## [Assignment]
Tally how many lines in the data below include "target", then please reply with only that figure.
----------
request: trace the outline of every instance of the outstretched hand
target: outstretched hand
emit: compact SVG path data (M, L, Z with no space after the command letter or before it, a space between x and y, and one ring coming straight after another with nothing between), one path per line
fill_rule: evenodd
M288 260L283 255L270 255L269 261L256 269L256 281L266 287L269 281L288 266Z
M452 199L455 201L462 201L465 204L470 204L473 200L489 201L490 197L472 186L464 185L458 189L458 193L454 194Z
----------
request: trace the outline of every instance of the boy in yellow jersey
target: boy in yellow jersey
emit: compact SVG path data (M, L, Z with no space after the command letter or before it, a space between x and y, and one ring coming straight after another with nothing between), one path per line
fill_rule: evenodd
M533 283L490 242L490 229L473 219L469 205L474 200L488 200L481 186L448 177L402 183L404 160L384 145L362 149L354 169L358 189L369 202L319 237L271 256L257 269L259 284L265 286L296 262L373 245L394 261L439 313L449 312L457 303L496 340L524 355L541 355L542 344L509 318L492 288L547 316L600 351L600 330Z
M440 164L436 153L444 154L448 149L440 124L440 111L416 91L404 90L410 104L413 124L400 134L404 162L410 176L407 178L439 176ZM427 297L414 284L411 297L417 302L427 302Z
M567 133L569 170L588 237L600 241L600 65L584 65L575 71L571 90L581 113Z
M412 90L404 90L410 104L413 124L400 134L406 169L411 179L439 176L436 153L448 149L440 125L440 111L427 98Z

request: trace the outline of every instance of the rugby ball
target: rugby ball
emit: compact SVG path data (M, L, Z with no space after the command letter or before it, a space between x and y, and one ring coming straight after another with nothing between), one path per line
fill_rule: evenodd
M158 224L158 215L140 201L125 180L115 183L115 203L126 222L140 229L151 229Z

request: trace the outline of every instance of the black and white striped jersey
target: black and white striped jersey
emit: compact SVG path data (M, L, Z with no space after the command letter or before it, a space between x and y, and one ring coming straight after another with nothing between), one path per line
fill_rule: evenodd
----------
## [Answer to the exercise]
4